_Excerpt:_
> On Oct. 1, 2015, 1:30 a.m., anilkumar gingade wrote:
> > gemfire-core/src/main/java/com/gemstone/gemfire/distributed/internal/InternalDistributedSystem.java,
> >  line 1327
> > <https://reviews.apache.org/r/38912/diff/1/?file=1088150#file1088150line1327>
> >
> >     we are passing the same value for both the arguments...Is this expected?

I will change this to (this.forcedDisconnect, preparingForReconnect, false)


- Bruce


-----------------------------------------------------------
This is an automatically generated e-mail. To reply, visit:
https://reviews.apache.org/r/38912/#review101184
-----------------------------------------------------------


On Sept. 30, 2015, 11:59 p.m., Bruce Schuchardt wrote:
> 
> -----------------------------------------------------------
> This is an automatically generated e-mail. To reply, visit:
> https://reviews.apache.org/r/38912/
> -----------------------------------------------------------
> 
> (Updated Sept. 30, 2015, 11:59 p.m.)

_Material:_
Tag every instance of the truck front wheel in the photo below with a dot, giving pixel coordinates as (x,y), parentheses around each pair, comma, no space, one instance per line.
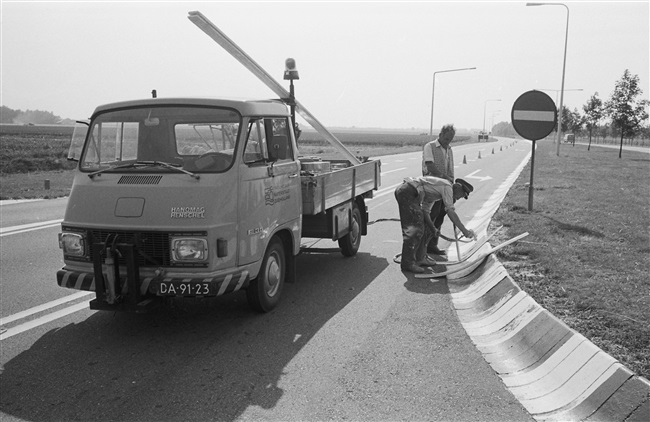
(264,292)
(350,243)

_Exercise aim:_ Please give the argument list Bruce says he will change the call to in the code review email above.

_Task solution:_ (this.forcedDisconnect, preparingForReconnect, false)